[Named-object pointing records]
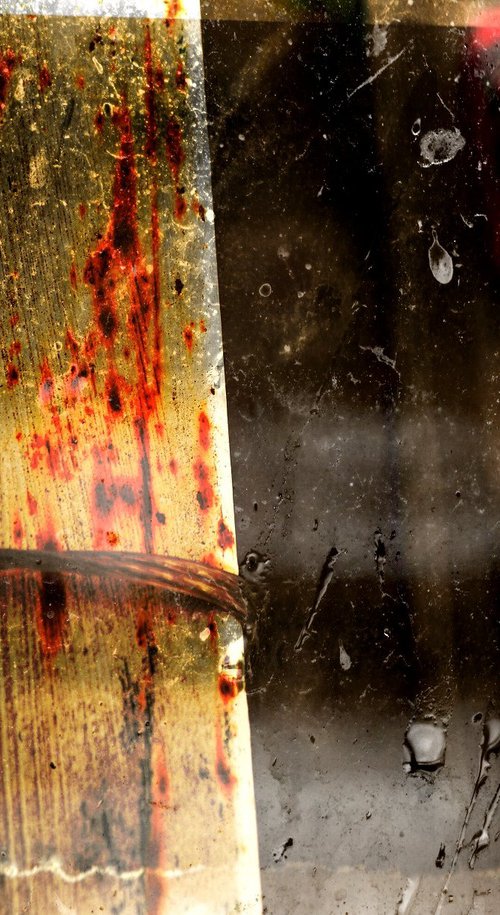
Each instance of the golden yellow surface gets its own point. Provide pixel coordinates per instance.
(112, 410)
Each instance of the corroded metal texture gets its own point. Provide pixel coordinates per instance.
(125, 763)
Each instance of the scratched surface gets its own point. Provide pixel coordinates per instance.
(124, 744)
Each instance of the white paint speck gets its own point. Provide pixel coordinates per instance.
(440, 146)
(440, 262)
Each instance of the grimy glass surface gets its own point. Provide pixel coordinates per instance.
(355, 152)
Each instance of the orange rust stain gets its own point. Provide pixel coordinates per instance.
(12, 375)
(99, 120)
(8, 60)
(155, 82)
(225, 537)
(229, 687)
(225, 777)
(32, 503)
(72, 276)
(44, 78)
(18, 531)
(51, 617)
(204, 430)
(180, 206)
(180, 77)
(187, 333)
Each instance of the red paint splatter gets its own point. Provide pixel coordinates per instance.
(225, 537)
(205, 493)
(119, 258)
(173, 8)
(204, 430)
(187, 333)
(198, 209)
(8, 61)
(99, 121)
(46, 389)
(44, 78)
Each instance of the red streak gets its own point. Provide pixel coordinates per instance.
(8, 61)
(205, 494)
(204, 431)
(156, 884)
(225, 537)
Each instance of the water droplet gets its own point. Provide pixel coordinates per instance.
(491, 736)
(416, 127)
(345, 660)
(440, 262)
(425, 745)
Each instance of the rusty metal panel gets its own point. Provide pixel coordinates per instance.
(125, 762)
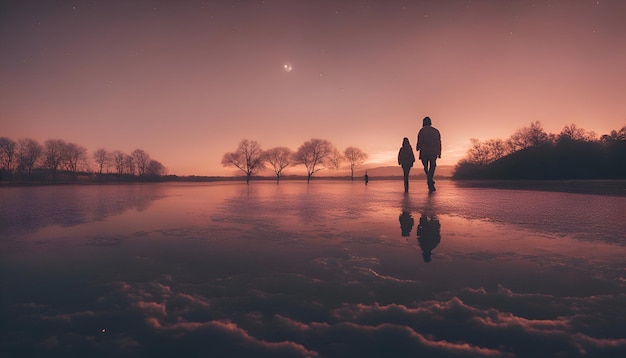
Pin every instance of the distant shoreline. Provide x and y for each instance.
(605, 187)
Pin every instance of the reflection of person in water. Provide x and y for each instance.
(406, 223)
(428, 235)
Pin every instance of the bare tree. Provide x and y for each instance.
(155, 169)
(528, 137)
(614, 135)
(279, 158)
(355, 158)
(497, 149)
(102, 159)
(53, 152)
(28, 153)
(141, 159)
(129, 164)
(574, 133)
(314, 153)
(7, 153)
(248, 158)
(74, 156)
(118, 161)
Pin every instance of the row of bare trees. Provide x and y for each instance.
(531, 153)
(485, 152)
(315, 154)
(56, 155)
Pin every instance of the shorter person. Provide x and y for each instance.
(406, 158)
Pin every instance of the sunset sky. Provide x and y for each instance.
(187, 80)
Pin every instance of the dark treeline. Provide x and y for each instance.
(315, 155)
(56, 160)
(531, 153)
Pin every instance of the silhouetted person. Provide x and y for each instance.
(406, 158)
(406, 223)
(428, 235)
(429, 146)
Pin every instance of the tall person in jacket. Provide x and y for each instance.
(429, 146)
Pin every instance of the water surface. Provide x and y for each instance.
(325, 269)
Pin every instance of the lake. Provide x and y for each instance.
(329, 269)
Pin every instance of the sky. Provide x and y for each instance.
(186, 81)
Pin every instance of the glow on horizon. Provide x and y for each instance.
(187, 81)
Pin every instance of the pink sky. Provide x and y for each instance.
(187, 80)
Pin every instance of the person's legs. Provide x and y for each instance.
(431, 173)
(427, 169)
(406, 178)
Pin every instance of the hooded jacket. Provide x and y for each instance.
(429, 142)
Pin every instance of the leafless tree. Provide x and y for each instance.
(141, 159)
(118, 161)
(313, 154)
(53, 152)
(129, 164)
(528, 137)
(7, 153)
(497, 149)
(28, 153)
(155, 169)
(355, 158)
(102, 159)
(279, 158)
(614, 135)
(74, 157)
(573, 132)
(248, 158)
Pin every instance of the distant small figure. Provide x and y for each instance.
(406, 158)
(406, 223)
(428, 235)
(429, 146)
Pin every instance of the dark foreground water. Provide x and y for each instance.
(331, 269)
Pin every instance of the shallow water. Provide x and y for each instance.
(328, 269)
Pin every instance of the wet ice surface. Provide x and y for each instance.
(306, 270)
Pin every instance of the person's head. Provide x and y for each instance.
(426, 121)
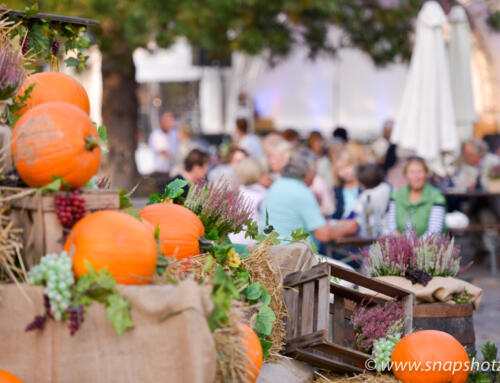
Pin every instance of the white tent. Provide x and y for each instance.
(426, 119)
(460, 71)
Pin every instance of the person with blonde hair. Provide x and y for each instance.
(254, 180)
(417, 206)
(346, 188)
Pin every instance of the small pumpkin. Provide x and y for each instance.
(55, 139)
(430, 356)
(251, 343)
(7, 377)
(54, 86)
(115, 240)
(180, 229)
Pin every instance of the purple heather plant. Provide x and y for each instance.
(436, 255)
(219, 207)
(372, 323)
(12, 72)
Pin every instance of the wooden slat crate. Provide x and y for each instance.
(319, 332)
(42, 231)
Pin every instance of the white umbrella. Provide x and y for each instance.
(426, 120)
(459, 50)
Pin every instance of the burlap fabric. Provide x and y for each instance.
(291, 258)
(179, 349)
(439, 289)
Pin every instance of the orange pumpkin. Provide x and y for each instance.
(115, 240)
(54, 86)
(180, 228)
(430, 356)
(55, 139)
(7, 377)
(251, 343)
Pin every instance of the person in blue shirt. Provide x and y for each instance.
(290, 205)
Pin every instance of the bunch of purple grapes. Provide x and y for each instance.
(70, 208)
(75, 318)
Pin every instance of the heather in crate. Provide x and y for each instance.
(413, 257)
(219, 207)
(12, 72)
(372, 323)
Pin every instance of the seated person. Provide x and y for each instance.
(195, 168)
(290, 204)
(417, 206)
(346, 185)
(373, 201)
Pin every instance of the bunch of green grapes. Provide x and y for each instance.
(55, 273)
(382, 350)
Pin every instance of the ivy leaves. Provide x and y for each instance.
(173, 193)
(101, 287)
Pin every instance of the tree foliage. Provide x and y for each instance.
(381, 28)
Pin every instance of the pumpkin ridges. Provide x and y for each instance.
(117, 240)
(432, 346)
(180, 228)
(54, 86)
(251, 343)
(50, 140)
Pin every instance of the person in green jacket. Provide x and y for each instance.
(418, 206)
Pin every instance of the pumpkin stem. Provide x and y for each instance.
(91, 143)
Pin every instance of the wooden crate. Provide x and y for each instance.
(42, 231)
(319, 332)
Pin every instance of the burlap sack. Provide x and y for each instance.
(291, 258)
(179, 349)
(439, 289)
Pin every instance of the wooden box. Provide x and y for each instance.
(42, 231)
(318, 331)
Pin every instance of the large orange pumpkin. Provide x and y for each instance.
(180, 228)
(430, 356)
(114, 240)
(55, 139)
(7, 377)
(251, 343)
(54, 86)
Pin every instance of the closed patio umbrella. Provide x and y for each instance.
(425, 122)
(459, 50)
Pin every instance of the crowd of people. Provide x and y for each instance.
(331, 187)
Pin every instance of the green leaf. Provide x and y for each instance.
(30, 12)
(118, 312)
(154, 198)
(253, 292)
(266, 346)
(264, 321)
(489, 351)
(72, 62)
(265, 298)
(83, 284)
(299, 235)
(213, 235)
(175, 188)
(105, 279)
(242, 250)
(55, 185)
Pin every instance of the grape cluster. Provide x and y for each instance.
(75, 318)
(55, 272)
(25, 45)
(382, 350)
(70, 208)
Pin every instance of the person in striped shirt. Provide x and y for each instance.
(417, 206)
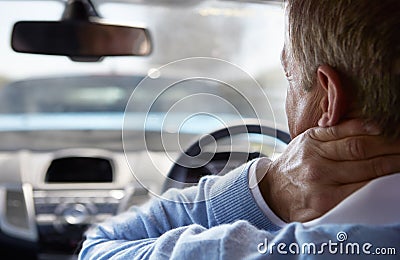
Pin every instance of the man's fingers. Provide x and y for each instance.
(358, 148)
(366, 170)
(348, 128)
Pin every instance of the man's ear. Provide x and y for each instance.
(333, 103)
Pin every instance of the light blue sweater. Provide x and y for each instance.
(219, 219)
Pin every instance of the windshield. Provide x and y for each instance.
(42, 93)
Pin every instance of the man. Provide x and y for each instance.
(325, 195)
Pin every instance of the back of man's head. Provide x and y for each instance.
(360, 39)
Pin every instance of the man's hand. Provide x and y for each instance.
(323, 166)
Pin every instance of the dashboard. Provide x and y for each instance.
(49, 199)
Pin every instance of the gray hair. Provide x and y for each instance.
(360, 39)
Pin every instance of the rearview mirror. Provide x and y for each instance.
(79, 39)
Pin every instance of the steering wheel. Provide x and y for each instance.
(195, 163)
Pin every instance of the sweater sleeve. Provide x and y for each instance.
(214, 201)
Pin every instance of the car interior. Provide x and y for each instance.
(105, 104)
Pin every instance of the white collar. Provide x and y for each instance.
(377, 203)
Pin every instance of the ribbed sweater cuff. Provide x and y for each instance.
(231, 200)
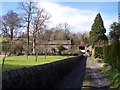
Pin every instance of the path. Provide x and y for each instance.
(94, 79)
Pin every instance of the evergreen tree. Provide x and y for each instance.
(97, 34)
(115, 32)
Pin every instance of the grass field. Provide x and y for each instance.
(14, 62)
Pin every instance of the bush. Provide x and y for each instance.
(111, 55)
(16, 49)
(113, 75)
(99, 52)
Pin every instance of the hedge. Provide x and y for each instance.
(111, 55)
(99, 52)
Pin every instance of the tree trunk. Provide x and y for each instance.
(36, 57)
(3, 61)
(34, 46)
(93, 54)
(45, 51)
(11, 32)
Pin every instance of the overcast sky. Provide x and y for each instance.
(79, 15)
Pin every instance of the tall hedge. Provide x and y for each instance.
(99, 52)
(111, 55)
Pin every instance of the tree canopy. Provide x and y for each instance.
(97, 33)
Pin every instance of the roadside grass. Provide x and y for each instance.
(113, 75)
(14, 62)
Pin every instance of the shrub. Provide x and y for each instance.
(111, 55)
(16, 48)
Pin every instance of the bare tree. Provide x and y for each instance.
(39, 24)
(47, 36)
(11, 22)
(29, 9)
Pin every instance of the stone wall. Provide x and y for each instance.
(40, 76)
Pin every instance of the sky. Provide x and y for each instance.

WHAT YOU ARE ASKED TO DO >> Which lines run from the one containing "Pin every instance of the tree trunk." to the end of the entries above? Quote exactly those, and only those.

IN RESPONSE >>
Pin every instance of the tree trunk. Provide x and y for each instance.
(36, 57)
(3, 61)
(34, 46)
(93, 54)
(45, 51)
(11, 32)
Pin every instance of the overcast sky. Provide x and y for each instance.
(79, 15)
Pin every instance of the tall hedge. Provide x and y for each instance.
(99, 52)
(111, 55)
Pin every instance of the tree canopy. Provide x and y for each instance.
(97, 33)
Pin every instance of the roadside grass. Provide x and y for each instance.
(113, 75)
(14, 62)
Pin every instance of the shrub. Provide x and y for each instance.
(111, 55)
(16, 48)
Pin every instance of the bare tree. Provide x and y for each instance.
(39, 24)
(47, 36)
(11, 22)
(29, 9)
Pin every instance of the stone wall. Provide x and y for each instance.
(40, 76)
Pin every instance of the sky. Provide x and y for each instance.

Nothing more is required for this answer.